-- Start of DATA SHOWN --

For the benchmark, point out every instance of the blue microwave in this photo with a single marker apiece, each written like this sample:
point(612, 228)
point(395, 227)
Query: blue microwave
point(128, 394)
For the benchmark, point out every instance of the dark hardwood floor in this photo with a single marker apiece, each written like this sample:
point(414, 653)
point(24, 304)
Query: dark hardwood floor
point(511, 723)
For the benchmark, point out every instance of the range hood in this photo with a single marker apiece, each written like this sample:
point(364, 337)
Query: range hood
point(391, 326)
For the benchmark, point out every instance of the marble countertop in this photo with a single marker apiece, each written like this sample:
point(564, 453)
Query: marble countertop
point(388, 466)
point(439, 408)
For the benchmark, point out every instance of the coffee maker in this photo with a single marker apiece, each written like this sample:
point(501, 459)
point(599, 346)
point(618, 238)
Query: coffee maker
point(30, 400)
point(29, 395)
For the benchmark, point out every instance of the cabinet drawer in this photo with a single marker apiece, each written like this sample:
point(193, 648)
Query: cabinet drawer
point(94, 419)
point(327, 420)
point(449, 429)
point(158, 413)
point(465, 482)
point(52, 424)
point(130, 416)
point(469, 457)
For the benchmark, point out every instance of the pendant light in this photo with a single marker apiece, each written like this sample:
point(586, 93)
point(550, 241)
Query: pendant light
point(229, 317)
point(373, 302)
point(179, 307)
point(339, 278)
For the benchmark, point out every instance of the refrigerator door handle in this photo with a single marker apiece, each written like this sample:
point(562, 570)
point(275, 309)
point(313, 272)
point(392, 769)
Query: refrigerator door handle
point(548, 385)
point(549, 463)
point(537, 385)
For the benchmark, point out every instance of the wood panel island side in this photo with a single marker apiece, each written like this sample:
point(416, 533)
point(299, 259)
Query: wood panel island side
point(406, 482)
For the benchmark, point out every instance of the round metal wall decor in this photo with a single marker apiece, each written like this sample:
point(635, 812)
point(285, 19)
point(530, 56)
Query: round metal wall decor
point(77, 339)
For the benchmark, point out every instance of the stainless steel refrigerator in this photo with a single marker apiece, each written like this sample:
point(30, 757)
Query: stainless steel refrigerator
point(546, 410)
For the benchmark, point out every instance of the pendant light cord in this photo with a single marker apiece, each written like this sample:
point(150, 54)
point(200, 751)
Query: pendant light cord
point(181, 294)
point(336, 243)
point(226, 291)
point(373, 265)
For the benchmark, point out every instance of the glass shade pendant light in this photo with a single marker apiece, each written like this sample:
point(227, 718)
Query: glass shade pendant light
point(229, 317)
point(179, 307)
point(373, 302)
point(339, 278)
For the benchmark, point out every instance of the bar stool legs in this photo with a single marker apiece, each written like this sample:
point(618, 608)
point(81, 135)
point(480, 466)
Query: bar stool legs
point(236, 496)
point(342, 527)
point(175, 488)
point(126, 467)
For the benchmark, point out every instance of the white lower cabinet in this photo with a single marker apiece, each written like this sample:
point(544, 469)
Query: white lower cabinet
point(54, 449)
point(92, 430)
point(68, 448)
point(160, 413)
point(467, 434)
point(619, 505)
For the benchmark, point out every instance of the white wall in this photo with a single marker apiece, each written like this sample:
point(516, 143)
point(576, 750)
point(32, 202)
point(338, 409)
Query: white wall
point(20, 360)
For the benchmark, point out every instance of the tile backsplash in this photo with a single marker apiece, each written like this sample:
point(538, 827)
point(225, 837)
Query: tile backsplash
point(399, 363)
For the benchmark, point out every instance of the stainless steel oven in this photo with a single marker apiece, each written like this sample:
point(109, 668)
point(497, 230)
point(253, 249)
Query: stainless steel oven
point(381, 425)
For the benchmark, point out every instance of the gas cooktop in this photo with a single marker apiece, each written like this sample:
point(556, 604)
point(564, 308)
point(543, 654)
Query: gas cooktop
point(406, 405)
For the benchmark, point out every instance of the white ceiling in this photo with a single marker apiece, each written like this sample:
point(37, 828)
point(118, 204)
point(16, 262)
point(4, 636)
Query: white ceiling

-- End of DATA SHOWN --

● TASK INSTRUCTIONS:
Convert every line of the records above into a JSON array of strings, with one string per line and no blank lines.

● SOLUTION TO THIS PROBLEM:
[
  "For the benchmark, point out every instance of the blue microwave in this photo with a single marker apiece, each written like this sample:",
  "point(612, 228)",
  "point(395, 227)",
  "Query: blue microwave",
  "point(128, 394)",
  "For the benchmark, point out every instance of the dark hardwood floor in this photo with a single marker apiece, each written like this sample:",
  "point(414, 653)",
  "point(24, 304)",
  "Query: dark hardwood floor",
  "point(511, 723)",
  "For the benchmark, point out every instance of the range hood in this photo with a single marker apiece, each written like this sample:",
  "point(364, 337)",
  "Query: range hood",
  "point(391, 326)",
  "For the benchmark, point out every instance of the marble countertop in this photo with a single marker apiece, each written like this sample:",
  "point(564, 453)",
  "Query: marble countertop",
  "point(388, 466)",
  "point(439, 408)",
  "For the benchmark, point out every instance of the coffee maker in this photo with a single marker apiece, each written like this sample:",
  "point(501, 459)",
  "point(599, 346)",
  "point(618, 238)",
  "Query: coffee maker",
  "point(30, 400)",
  "point(29, 395)",
  "For the benchmark, point out every instance of the cabinet drawer in this photo with a single marker apiece, each written like this sample:",
  "point(193, 648)",
  "Query: cabinet drawer",
  "point(94, 419)",
  "point(327, 420)",
  "point(449, 429)",
  "point(158, 413)",
  "point(465, 482)",
  "point(52, 424)",
  "point(130, 416)",
  "point(469, 457)",
  "For the benchmark, point out every instance of the pendant light in this photo with a single marker apiece, each written like this sample:",
  "point(586, 93)",
  "point(550, 241)",
  "Query: pendant light",
  "point(229, 317)",
  "point(373, 302)",
  "point(179, 307)",
  "point(339, 278)",
  "For the benchmark, point out every instance of the refrigerator door handle in this photo with a single marker apiece, each written like this sample:",
  "point(562, 570)",
  "point(275, 309)",
  "point(313, 272)",
  "point(392, 769)",
  "Query: refrigerator door handle",
  "point(548, 385)",
  "point(549, 463)",
  "point(537, 385)",
  "For the benchmark, point out every instance of the wood panel island side in this photo with a single marker apiece, each written like this sample:",
  "point(416, 533)",
  "point(299, 259)",
  "Query: wood panel island side",
  "point(406, 482)",
  "For the benchmark, point out every instance of the round metal wall decor in this photo with a single marker apiece, each written like this sample:",
  "point(635, 812)",
  "point(285, 19)",
  "point(530, 56)",
  "Query: round metal wall decor",
  "point(77, 339)",
  "For the benchmark, point out every instance of the stainless steel refrigerator in this photo with a single marker apiece, each written like this sample:",
  "point(30, 757)",
  "Query: stainless steel refrigerator",
  "point(546, 410)",
  "For the benchmark, point out every instance of the pendant light cord in this photo with a single marker apiece, each written like this sample:",
  "point(150, 54)",
  "point(200, 751)",
  "Query: pendant light cord",
  "point(181, 294)",
  "point(336, 243)",
  "point(226, 291)",
  "point(373, 265)",
  "For the benchmark, point out every instance of the glass shade pendant light in this photo with a single marker apiece, each written like this sample:",
  "point(227, 718)",
  "Query: glass shade pendant light",
  "point(229, 317)",
  "point(179, 307)",
  "point(373, 302)",
  "point(339, 278)",
  "For the benchmark, point out every instance of the bar stool legs in this photo with a single marker apiece, each written like this sample:",
  "point(618, 608)",
  "point(81, 135)",
  "point(480, 466)",
  "Query: bar stool legs",
  "point(236, 496)",
  "point(342, 527)",
  "point(175, 488)",
  "point(126, 467)",
  "For the benchmark, point out every instance of the white lower cabinet in this photo with a single marker apiece, each written like this sample:",
  "point(544, 469)",
  "Query: white lower cabinet",
  "point(54, 449)",
  "point(92, 430)",
  "point(68, 448)",
  "point(160, 413)",
  "point(467, 434)",
  "point(619, 505)",
  "For the benchmark, point out every instance of the white wall in this photo with a single marker apiece, each written like this sample:",
  "point(516, 143)",
  "point(576, 750)",
  "point(32, 202)",
  "point(338, 409)",
  "Query: white wall",
  "point(20, 360)",
  "For the benchmark, point out every instance of the tile backsplash in this photo with a single marker apiece, each written like this sample:",
  "point(538, 827)",
  "point(225, 837)",
  "Query: tile backsplash",
  "point(399, 363)",
  "For the benchmark, point out every instance of the stainless steel oven in this photo with a single marker apiece, each written like this sample:",
  "point(109, 668)",
  "point(497, 230)",
  "point(253, 249)",
  "Query: stainless steel oven",
  "point(381, 425)",
  "For the benchmark, point out every instance of the gas cooktop in this photo with a single marker apiece, each written like this sample:",
  "point(556, 604)",
  "point(564, 308)",
  "point(543, 654)",
  "Query: gas cooktop",
  "point(406, 405)",
  "For the benchmark, point out every instance of the white ceiling in this photo with a single marker apiece, each written like this sample:",
  "point(37, 828)",
  "point(118, 204)",
  "point(16, 262)",
  "point(4, 636)",
  "Query: white ceiling"
]